Clearly the SNP, despite their undoubted electoral success, have not thrown off their legendary paranoia.
New Cut Rigg, Edinburgh
Trump the SNP
Reading Charles M Blow’s article (Scottish Perspective, Scotsman, 18 May), it was all too easy to imagine that he could have been describing the SNP (I do not include the content of paragraph 14). The title says it all really.
New Cut Rigg, Edinburgh
The SNP have slung many a derogatory remark over the years at George Osborne who manages to fill the finance and economics post for the UK as a whole, a job that the Scottish Government see a need to separate. I wonder if deep down they are envious that one person can handle a job that requires two people up here to tackle, despite being an order of magnitude smaller in scale?
Liberton Drive, Edinburgh
The obvious dearth of talent amongst SNP MSPs has been clearly demonstrated by the Scottish Cabinet’s appointments.
I find it astonishing that Angela (“the figures have went down”) Constance who was an unmitigated disaster as education secretary, has been given another position, in charge of welfare.
Under Shona Robison the NHS in Scotland has suffered terribly yet she retains her job.
Are these amongst the best the SNP has in its ranks? We can look forward to the same tired old pledges about “remaining committed to providing excellence”, “leaving no stone unturned” etc whilst absolutely nothing will change under this moribund robot government where absolute loyalty is demanded to the exclusion of original thinking and dissent from the party line is forbidden.
The closure of the railway from Edinburgh to Carlisle in 1969 is definitely the most acutely felt of all Dr Beeching’s rail closures in Scotland and if the rail route from Edinburgh to Carlisle were to be re-opened it would be the right decision (your report, 17 May). However, there may be complexities other than those David Mundell has pointed out.
In Hawick, the station has been demolished and a sports centre has been built on the site. The railway viaduct across the Teviot has also been demolished. At Melrose, the old station has been preserved, an indication of how much the railway is missed, but a road has been built on the former trackbed.
If the railway were to be re-connected to these towns, land would have to be purchased to build stations on alternate sites together with land on which to build the track leading to these new stations. There will also be other parts of the line which I have not mentioned where similar problems will be encountered.

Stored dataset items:
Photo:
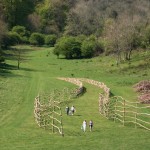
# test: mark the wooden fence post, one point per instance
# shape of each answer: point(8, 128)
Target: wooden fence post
point(124, 111)
point(136, 117)
point(53, 118)
point(115, 111)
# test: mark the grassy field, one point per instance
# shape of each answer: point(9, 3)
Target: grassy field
point(38, 74)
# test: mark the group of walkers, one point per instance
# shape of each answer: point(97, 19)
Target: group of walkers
point(71, 111)
point(84, 125)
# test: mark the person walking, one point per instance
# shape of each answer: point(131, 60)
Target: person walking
point(67, 110)
point(72, 110)
point(84, 125)
point(91, 125)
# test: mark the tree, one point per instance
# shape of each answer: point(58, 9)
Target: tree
point(84, 18)
point(69, 47)
point(50, 40)
point(16, 11)
point(53, 16)
point(36, 39)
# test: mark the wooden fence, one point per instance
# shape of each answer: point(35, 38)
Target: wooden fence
point(48, 116)
point(129, 112)
point(116, 107)
point(77, 82)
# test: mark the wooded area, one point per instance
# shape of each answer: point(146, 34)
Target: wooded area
point(98, 26)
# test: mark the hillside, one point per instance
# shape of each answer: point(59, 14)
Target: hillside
point(38, 74)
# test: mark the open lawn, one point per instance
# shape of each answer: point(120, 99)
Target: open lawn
point(38, 74)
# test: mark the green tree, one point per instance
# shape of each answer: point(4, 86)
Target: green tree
point(69, 47)
point(50, 40)
point(36, 39)
point(16, 11)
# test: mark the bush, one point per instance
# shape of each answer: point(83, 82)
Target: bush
point(50, 40)
point(21, 30)
point(11, 39)
point(23, 33)
point(68, 46)
point(36, 39)
point(89, 47)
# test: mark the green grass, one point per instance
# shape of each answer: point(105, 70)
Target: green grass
point(38, 73)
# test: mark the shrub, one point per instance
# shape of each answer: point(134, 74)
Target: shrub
point(68, 46)
point(50, 40)
point(36, 39)
point(13, 38)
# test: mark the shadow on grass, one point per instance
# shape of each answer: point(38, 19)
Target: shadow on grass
point(6, 70)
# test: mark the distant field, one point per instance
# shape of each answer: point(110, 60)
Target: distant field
point(38, 74)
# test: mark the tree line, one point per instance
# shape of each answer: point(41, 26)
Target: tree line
point(80, 28)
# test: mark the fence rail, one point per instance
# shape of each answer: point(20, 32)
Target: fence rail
point(48, 115)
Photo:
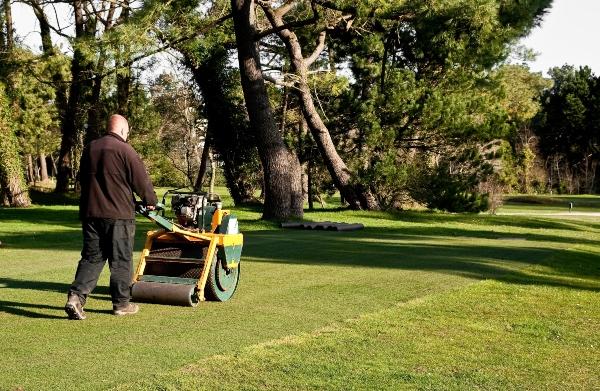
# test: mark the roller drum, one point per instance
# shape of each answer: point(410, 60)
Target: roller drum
point(164, 293)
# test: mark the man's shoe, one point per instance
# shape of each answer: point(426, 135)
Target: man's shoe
point(128, 309)
point(74, 309)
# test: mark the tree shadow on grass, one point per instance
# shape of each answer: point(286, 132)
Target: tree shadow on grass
point(29, 310)
point(522, 262)
point(430, 217)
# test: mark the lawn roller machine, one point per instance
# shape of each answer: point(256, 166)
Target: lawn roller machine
point(193, 258)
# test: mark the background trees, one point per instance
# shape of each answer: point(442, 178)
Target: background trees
point(387, 103)
point(569, 129)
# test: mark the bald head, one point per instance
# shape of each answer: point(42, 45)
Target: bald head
point(118, 124)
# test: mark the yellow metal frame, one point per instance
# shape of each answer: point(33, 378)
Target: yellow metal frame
point(214, 241)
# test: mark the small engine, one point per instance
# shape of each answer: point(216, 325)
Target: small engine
point(194, 210)
point(187, 208)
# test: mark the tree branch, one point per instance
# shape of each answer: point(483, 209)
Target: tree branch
point(318, 50)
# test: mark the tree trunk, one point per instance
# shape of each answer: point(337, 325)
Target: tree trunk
point(357, 196)
point(81, 76)
point(283, 188)
point(9, 39)
point(213, 173)
point(59, 84)
point(43, 168)
point(203, 165)
point(309, 185)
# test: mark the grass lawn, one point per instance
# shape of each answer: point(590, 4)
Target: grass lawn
point(416, 300)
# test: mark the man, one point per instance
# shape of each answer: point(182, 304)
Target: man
point(110, 172)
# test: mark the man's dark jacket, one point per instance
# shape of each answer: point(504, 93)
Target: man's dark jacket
point(110, 172)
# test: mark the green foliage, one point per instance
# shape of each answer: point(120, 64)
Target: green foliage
point(36, 114)
point(13, 191)
point(451, 184)
point(418, 283)
point(569, 124)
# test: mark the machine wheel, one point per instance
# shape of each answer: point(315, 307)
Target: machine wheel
point(221, 282)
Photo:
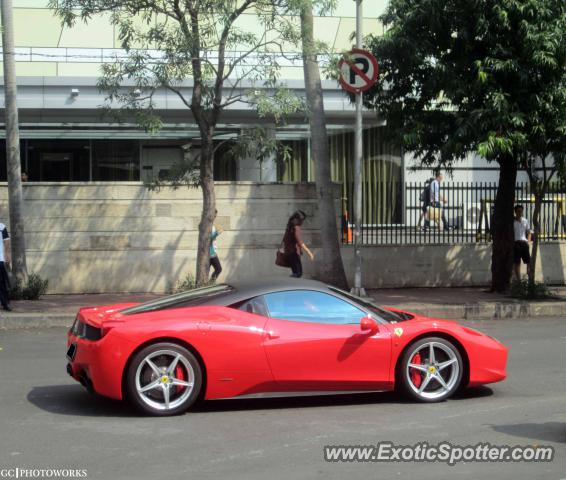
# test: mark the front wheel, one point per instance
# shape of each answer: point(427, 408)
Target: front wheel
point(163, 379)
point(430, 370)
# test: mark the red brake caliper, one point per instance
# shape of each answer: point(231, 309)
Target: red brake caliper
point(180, 374)
point(416, 377)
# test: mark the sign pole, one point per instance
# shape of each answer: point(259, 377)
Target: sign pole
point(358, 154)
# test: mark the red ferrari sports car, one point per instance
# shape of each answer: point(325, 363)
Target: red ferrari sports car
point(271, 336)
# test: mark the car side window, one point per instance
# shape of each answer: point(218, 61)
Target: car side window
point(312, 306)
point(254, 305)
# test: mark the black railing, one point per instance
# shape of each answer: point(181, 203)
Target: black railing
point(401, 216)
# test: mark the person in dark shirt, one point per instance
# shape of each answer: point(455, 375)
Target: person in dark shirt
point(293, 244)
point(5, 258)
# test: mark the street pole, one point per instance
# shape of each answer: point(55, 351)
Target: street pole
point(358, 154)
point(15, 197)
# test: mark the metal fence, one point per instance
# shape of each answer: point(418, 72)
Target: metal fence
point(400, 216)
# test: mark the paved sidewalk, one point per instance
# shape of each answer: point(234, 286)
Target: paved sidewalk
point(454, 303)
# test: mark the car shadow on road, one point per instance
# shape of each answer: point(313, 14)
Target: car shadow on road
point(364, 398)
point(74, 400)
point(547, 432)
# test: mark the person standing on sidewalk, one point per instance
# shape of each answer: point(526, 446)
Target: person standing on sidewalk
point(522, 232)
point(293, 244)
point(213, 251)
point(5, 259)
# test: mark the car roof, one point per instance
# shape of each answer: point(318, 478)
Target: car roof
point(275, 284)
point(245, 289)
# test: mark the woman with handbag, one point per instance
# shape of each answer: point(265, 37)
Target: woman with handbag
point(293, 244)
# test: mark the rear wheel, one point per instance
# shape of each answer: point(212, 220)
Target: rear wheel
point(430, 370)
point(163, 379)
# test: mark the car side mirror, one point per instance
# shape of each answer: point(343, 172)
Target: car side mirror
point(368, 324)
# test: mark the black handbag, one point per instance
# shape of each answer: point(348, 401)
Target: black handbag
point(281, 258)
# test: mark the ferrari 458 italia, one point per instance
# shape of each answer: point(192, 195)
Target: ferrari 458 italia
point(272, 336)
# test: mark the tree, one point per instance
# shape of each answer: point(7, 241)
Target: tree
point(167, 42)
point(15, 197)
point(481, 76)
point(331, 266)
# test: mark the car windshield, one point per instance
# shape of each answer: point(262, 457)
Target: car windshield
point(183, 299)
point(386, 315)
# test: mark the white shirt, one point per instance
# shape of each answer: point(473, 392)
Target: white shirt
point(435, 191)
point(521, 227)
point(5, 236)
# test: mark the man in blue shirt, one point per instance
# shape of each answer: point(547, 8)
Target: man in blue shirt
point(5, 258)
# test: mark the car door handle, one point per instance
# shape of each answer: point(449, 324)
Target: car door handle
point(271, 335)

== Work item A ==
Leaving out the headlines and the address lines, list every person named in the letters to the editor.
== Work item B ==
Continue the letters to the editor about the SNP and the Edinburgh to Carlisle railway from the point where they stop.

== Task output A ==
Charles M Blow, George Osborne, Angela Constance, Shona Robison, Dr Beeching, David Mundell

== Task output B ==
I am all for the reinstatement of the whole Waverley Route. I travelled behind the Union Of South Africa down to Tweedbank last September and I was very impressed. As I have pointed out, though, rebuilding the whole route may be easier said than done.
Bonhill Road, Dumbarton
The University of Texas reports that one its medical research teams has managed to genetically engineer a clone of the Zika virus strain.
This is a major breakthrough in the development of counter-measures to the virus and may show how it has evolved to spread faster and cause more severe disease.
Of course, as the SNP government has declared genetic engineering to be unethical, Scottish tourists may not be allowed to benefit from this research.
(Dr) John Cameron
Howard Place, St Andrews
There was a time, not so long ago, when criticism of the Royal Family would have been effectively censored by the media. In recent times, however, we have grown up as a democracy and debate as to the role and future of the monarchy has been encouraged. The recent decision of some MSPs to pledge their allegiance to the people rather than the monarch has to be seen as a further step towards a nation growing up.
The reality is that many people see the monarchy as an outmoded institution – it seems the bestowal of “honours” is what really sustains the Royals.
One can’t help but agree with the late writer JG Ballard who, after turning down a knighthood, described the whole system as “a Ruritanian charade that helps prop up a top heavy monarchy”.